━━━━━ TEXTE FOURNI

PARIS [19.09.13] - Remis en mai 2013 à Aurélie Filippetti, le rapport d’Alain Seban, sur les moyens à mettre à œuvre pour une meilleure circulation des collections publiques a nourri quelques réflexions énoncées par la ministre lors de sa récente conférence. Si le directeur du Centre Pompidou préconise des opérations « hors les murs », il recommande surtout un redéploiement des collections publiques, malicieusement conditionné à un élargissement du public.
Il a fallu donc attendre la conférence de presse de la ministre de la Culture et de la Communication, sur le patrimoine, vendredi 13 septembre, au musée Guimet, pour connaître les propositions du rapport d’Alain Seban qu’il lui a remis en mai dernier.
Jusqu’ici, le contenu de ce rapport a été soigneusement tenu secret. Les institutions elles-mêmes sollicitées pour cette enquête l’ont découvert en même temps que les journalistes, ce qui n’a pas été sans en froisser certaines. Au cœur de ce rapport, et comme Alain Seban le souligne en introduction : « la nécessité des musées à sortir d’eux-mêmes et d’aller aux devants des Français qui ne vont jamais aux musées, soit environ un tiers de la population. »
Redéployer les collections nationales
Le rapport préconise en premier lieu « une véritable politique des dépôts des collections nationales », appelant à une « intervention renforcée de l’État ». Pour se faire, il propose « un redéploiement des dépôts, réalisé par vagues quinquennales successives », autrement dit une rotation des œuvres mises en dépôt plus rapide, une mobilité accrue afin « de répondre mieux aux besoins », mais surtout « de mettre un terme à des dépôts qui tendent à devenir permanent. » Aussi préconise-il d’« étoffer les missions de la commission de récolements des dépôts d’œuvres d’art » qu’il suggère de rebaptiser « Haut conseil des dépôts d’œuvres d’art. »

━━━━━━━━━━
━━━━━ JEU DE DONNÉES

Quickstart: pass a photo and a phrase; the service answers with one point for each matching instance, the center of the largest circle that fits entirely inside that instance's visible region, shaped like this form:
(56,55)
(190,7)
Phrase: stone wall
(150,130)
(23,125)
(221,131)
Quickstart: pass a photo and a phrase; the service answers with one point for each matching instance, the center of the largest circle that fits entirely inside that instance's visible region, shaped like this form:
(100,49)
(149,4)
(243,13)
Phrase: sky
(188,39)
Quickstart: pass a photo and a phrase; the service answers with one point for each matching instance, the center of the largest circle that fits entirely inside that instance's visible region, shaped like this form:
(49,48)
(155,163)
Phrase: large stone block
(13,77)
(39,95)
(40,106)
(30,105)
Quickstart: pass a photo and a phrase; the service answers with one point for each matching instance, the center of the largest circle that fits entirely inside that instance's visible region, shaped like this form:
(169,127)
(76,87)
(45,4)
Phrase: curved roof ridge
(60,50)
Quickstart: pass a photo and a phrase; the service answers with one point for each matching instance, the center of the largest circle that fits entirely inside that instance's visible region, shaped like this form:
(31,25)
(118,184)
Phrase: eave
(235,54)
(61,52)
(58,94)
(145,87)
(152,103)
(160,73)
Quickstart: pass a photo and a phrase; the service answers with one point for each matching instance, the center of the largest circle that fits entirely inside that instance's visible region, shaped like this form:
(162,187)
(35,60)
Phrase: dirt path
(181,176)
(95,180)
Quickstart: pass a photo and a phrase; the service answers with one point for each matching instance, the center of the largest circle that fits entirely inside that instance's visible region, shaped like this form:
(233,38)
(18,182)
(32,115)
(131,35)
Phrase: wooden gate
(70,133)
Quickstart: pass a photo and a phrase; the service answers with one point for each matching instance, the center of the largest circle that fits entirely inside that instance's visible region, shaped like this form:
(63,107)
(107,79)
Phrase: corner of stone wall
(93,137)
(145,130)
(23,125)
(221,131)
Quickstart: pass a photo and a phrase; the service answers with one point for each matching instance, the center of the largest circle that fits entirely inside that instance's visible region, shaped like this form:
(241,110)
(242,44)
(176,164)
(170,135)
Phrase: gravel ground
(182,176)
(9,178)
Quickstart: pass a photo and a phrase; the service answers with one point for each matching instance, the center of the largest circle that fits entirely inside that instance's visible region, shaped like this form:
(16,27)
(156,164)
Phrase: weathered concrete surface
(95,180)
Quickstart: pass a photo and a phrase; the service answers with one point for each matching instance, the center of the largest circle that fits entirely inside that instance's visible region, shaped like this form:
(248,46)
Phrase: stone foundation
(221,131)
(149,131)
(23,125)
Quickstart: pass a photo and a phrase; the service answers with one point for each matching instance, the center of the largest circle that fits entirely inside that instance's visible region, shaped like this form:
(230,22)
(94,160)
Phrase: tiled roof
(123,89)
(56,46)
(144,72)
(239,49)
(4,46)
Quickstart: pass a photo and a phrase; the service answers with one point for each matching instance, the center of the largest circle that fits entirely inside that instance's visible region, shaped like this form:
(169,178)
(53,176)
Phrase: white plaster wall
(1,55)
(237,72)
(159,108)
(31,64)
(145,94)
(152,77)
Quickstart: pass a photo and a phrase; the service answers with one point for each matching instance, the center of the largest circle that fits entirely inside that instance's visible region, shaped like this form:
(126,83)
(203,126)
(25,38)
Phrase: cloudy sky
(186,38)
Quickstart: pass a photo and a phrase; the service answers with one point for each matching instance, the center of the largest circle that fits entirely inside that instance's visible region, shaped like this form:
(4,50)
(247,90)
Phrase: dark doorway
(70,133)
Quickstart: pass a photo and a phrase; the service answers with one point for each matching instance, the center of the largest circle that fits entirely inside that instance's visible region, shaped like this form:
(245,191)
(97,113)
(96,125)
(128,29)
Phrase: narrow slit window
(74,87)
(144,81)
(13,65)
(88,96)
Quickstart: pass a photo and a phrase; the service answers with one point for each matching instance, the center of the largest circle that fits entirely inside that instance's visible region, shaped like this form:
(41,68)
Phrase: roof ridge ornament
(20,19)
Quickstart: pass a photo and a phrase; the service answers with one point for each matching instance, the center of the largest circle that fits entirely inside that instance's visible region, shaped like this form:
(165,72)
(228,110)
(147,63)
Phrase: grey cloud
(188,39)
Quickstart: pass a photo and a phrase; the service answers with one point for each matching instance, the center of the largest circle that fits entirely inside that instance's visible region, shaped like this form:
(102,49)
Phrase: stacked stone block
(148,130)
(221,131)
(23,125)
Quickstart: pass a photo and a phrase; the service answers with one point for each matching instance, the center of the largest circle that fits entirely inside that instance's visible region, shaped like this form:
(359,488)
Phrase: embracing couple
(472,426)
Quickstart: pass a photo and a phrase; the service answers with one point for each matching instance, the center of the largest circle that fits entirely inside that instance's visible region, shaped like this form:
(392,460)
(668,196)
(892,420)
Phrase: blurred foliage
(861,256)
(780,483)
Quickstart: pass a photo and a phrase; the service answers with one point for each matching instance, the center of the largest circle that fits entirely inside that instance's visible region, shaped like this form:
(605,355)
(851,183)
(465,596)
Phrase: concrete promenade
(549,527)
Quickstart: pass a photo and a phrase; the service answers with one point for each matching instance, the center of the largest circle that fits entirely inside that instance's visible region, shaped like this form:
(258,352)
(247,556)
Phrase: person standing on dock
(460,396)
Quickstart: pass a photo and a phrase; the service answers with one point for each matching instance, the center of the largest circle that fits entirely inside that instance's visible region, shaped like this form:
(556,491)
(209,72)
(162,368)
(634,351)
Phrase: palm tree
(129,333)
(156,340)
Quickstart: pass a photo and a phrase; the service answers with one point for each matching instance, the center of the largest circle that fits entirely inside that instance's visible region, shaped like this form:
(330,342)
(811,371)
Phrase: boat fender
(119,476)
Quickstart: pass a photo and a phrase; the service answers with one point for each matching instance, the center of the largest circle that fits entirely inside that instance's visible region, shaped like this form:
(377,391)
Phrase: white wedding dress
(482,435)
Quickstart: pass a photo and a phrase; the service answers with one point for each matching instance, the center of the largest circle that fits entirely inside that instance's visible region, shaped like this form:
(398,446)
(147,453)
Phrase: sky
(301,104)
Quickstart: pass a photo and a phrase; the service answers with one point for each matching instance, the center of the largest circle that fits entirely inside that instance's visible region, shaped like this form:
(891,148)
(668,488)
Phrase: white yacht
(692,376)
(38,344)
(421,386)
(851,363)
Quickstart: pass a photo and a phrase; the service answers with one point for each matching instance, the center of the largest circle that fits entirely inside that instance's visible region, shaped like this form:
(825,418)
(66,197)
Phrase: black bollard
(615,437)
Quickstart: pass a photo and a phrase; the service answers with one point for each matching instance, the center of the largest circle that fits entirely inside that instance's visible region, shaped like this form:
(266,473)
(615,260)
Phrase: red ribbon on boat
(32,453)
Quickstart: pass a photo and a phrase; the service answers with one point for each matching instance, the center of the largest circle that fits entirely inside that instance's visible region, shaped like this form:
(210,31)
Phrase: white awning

━━━━━━━━━━

## [CONSIGNE]
Transcrivez à l'identique le passage de l'article sur le rapport Seban qui commence par les mots contenant « Il a fallu donc » et se termine par « en mai dernier. ». Les entrées ne sont pas nécessaires ici.

## [RÉSULTAT ATTENDU]
Il a fallu donc attendre la conférence de presse de la ministre de la Culture et de la Communication, sur le patrimoine, vendredi 13 septembre, au musée Guimet, pour connaître les propositions du rapport d’Alain Seban qu’il lui a remis en mai dernier.